**Location labeling records:**

──────

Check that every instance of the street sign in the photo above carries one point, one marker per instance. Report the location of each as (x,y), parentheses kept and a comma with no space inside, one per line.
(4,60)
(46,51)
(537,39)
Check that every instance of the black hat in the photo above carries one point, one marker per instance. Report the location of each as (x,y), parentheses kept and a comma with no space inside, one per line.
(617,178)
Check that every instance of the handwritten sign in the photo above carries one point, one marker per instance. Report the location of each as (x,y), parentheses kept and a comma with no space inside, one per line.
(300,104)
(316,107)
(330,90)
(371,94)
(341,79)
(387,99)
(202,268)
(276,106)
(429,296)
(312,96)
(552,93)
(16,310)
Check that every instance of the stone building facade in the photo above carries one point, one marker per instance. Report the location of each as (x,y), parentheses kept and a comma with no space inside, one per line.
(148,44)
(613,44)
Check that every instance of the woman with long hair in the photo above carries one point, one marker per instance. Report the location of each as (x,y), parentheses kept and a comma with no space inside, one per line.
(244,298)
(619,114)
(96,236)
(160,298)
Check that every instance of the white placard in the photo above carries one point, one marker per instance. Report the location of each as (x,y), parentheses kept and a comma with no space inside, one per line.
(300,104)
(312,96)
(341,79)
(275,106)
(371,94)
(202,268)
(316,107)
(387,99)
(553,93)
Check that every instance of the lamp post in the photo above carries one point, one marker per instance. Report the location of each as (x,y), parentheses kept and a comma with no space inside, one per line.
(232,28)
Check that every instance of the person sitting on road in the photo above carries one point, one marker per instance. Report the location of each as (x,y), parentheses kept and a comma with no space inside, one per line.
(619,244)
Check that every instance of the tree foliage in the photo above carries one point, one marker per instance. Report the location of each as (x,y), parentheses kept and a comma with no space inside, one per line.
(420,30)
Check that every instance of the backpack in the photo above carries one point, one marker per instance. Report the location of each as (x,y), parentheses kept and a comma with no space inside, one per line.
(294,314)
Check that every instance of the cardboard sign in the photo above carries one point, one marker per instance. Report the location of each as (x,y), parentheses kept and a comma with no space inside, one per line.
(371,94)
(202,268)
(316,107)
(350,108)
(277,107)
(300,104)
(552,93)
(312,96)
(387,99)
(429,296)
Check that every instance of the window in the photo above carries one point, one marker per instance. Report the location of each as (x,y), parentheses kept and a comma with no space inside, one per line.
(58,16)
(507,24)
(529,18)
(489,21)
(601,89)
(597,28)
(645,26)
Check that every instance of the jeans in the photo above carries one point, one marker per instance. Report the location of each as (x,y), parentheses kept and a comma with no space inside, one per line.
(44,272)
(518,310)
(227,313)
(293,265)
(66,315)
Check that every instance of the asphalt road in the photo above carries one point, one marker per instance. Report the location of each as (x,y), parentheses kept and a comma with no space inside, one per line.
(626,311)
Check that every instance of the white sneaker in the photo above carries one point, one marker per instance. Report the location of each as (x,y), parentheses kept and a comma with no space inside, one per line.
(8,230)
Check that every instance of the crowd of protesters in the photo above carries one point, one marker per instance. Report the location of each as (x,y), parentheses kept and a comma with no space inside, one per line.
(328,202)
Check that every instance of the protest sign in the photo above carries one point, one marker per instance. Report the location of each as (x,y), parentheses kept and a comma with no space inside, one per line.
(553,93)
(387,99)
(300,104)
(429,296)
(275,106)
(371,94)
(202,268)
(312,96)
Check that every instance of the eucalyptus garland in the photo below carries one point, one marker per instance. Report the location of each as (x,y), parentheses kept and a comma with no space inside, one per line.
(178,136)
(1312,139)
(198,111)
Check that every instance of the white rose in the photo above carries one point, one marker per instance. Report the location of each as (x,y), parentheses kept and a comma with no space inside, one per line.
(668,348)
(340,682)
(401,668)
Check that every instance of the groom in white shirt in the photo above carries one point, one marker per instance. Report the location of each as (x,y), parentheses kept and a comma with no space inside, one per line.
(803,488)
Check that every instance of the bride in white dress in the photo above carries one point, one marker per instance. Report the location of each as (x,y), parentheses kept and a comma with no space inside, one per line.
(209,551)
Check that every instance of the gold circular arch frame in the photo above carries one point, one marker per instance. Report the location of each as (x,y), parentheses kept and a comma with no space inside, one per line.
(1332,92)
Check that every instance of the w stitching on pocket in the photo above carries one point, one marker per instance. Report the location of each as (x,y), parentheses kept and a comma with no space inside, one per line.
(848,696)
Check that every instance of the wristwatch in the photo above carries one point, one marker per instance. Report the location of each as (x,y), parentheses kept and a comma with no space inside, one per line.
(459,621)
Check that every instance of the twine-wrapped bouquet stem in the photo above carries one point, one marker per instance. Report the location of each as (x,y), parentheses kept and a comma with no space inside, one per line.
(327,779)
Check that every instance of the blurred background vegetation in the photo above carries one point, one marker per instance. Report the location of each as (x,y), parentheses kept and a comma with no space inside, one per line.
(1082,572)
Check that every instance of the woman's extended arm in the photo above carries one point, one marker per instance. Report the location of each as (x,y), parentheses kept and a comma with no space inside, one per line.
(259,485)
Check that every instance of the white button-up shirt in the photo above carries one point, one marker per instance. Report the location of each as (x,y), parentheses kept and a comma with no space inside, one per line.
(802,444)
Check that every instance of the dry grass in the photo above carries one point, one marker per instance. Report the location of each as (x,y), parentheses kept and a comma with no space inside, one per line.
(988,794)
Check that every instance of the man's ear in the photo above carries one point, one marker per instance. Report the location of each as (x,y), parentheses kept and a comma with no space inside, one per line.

──────

**Requirement:** From the records above, extract every entry verbatim.

**Answer for the task:**
Check that every instance of the street sign in the photo above carries one point, one marker per instance. Report the location of each as (x,y), parentheses kept and a comma with no space inside, one per line.
(4,60)
(46,51)
(537,39)
Check that every instance of the black hat in the photo above carries one point, one marker per instance. Report the location of each as (x,y), parentheses kept and a comma with no space inside, one per line.
(617,178)
Check that every instance of the handwritten sign in the photo above carries one point, one marker per instance. Report the location of each as (x,y), parentheses kept and a comma with no space inside, one per line.
(300,104)
(316,107)
(330,90)
(371,94)
(341,79)
(387,99)
(202,268)
(276,106)
(429,296)
(312,96)
(552,93)
(16,310)
Check that every instance of the stone building facade in the photo above carries one point, one marker per instance. Report the location of each as (x,y), parentheses kept and a comma with no space inside, one per line.
(148,44)
(613,44)
Check that every instance of the woman with long hair in the photo above carries one point, one marker per instance. Report the location of each as (x,y), parentheses kept and a comma with no space inside, one per line.
(244,298)
(619,114)
(96,236)
(160,298)
Check that every instance of the white placard in the photo above carries one point, one marker per instance. Report the location of each as (x,y), parentheses kept and a comma with no space inside, one per line.
(300,104)
(312,96)
(341,79)
(275,106)
(371,94)
(202,268)
(316,107)
(387,99)
(553,93)
Check that every instance of the lamp post in the photo above carries one point, one marker per instance. Report the location of each as (x,y), parentheses kept and a comma with no space inside, one per line.
(232,28)
Check that every instance of the person sitting on road in the photo above carries one point, one marker per instance. Report the location of each as (x,y), parentheses kept and a comma with no space inside, one per line.
(619,244)
Check that every instance of the tree foliage in the photo above carries one point, one marker per instance. Report the location of each as (x,y), parentheses kept and a comma with no space inside, one per line.
(420,30)
Check that every instance of the backpack in the photo above carries one point, one marker per instance. Report the location of each as (x,y), parentheses kept and a comma with no space inside, one per line.
(294,314)
Check that every instance of the cardboard sign in the photo above carries one point, one marker per instance. Report the location of each as (x,y), parentheses kept and a comma with no space inside, one per line.
(371,94)
(202,268)
(316,107)
(350,108)
(277,107)
(300,104)
(552,93)
(312,96)
(387,99)
(429,296)
Check that every instance of the window in the photo above carries one point, one marker per instance. Report the location of each as (x,y), parentheses kept and a comma with no space inside, one per line.
(58,16)
(507,24)
(529,18)
(489,21)
(601,89)
(597,28)
(645,26)
Check that every instance of the jeans in the photo above carries one point, one marker per instance. Report the location of each as (x,y), parentheses kept and a comma with no space inside, one per line.
(44,272)
(518,310)
(227,313)
(293,265)
(66,315)
Check that every instance of the asphalt road in the photo above carries one point, one marker per instance. Report the location of each as (x,y), parentheses kept and a comma with no space inside, one per line.
(626,311)
Check that every instance of the white sneaker in the photo above carries one point, one marker per instance. Report the location of each as (x,y), parentheses kept and a comma with no space inside, one per line.
(8,230)
Check that every instance of the crowd of protesters in the photo above carries one point, one marker per instance. Report the location of each as (x,y), parentheses kept and a comma with no space inside, one per line.
(328,202)
Check that every instance of the protest sign in the photo above carries one point, one marker per instance. Report the location of each as (x,y), parentheses kept and a comma with no space inside, one per line.
(553,93)
(387,99)
(300,104)
(429,296)
(275,106)
(371,94)
(202,268)
(312,96)
Check that every instance of the eucalyptus garland in the photo below carries one point, one marker per instance. Report the location of each as (x,y), parentheses kept and a comma with no space inside, one per line.
(178,136)
(1312,139)
(198,111)
Check that every instance of the white rose in the photo above carries one point, one marker per instance. Report the location of each as (x,y), parentheses kept and a comma with no space inside, one per line.
(668,348)
(340,682)
(401,668)
Check that every instance of the groom in white shirt in the photo above carries one point, one marker per instance. Report the location of each as (x,y), parentheses kept and a comma with no space inside, one per line.
(803,488)
Check that every instance of the bride in white dress in the photo above carries one point, one marker per instance. Report the location of each as (x,y), parentheses kept and a comma with no space inside, one per line.
(209,551)
Check that every instance of the gold circular arch frame in the photo above carries one point, one marker per instance. Report the location of each as (x,y), parentheses kept and a comma with no space inside, one per line.
(1332,92)
Check that every instance of the w stitching on pocket in the photo above carries one point, one marker per instance. Report the location of each as (x,y), parentheses kept and a comma with no space inside, one per line.
(848,696)
Check that every instance of the wristwatch in the photo above carries one point, one marker per instance. Report the location of each as (x,y), parentheses kept and a comma with no space inside, one per line.
(459,621)
Check that every instance of the twine-wrapped bouquet stem in the photo above carries one point, one marker per instance. Report the location of each as (x,y), parentheses kept and a comma with no space inside, one per line.
(327,779)
Check that every instance of the blurred background vegetation in the photo above carries one point, one marker per instance. Report the location of each as (x,y), parentheses kept and a comma with no space inside, one per line.
(1082,572)
Check that every instance of the woman's extended arm in the photo above carries one point, one marker per instance. Report the location of each as (x,y), parentheses kept and a comma with no space inside, one per line.
(259,485)
Check that every instance of the white button-up shirt in the photo above carries one point, one marker per instance. Report the location of each as (x,y), parentheses kept and a comma with no space inside, one per line.
(802,444)
Check that every instance of the dry grass in the photo above carries one point, one marker per instance. Report the location of each as (x,y), parentheses kept and a comma with no space inside, one per line.
(988,794)
Check that every instance of the man's ear in the photo above carries one point, one marker per instance. Report the location of each as (x,y), parentheses kept and a comma with no space inside, one per line.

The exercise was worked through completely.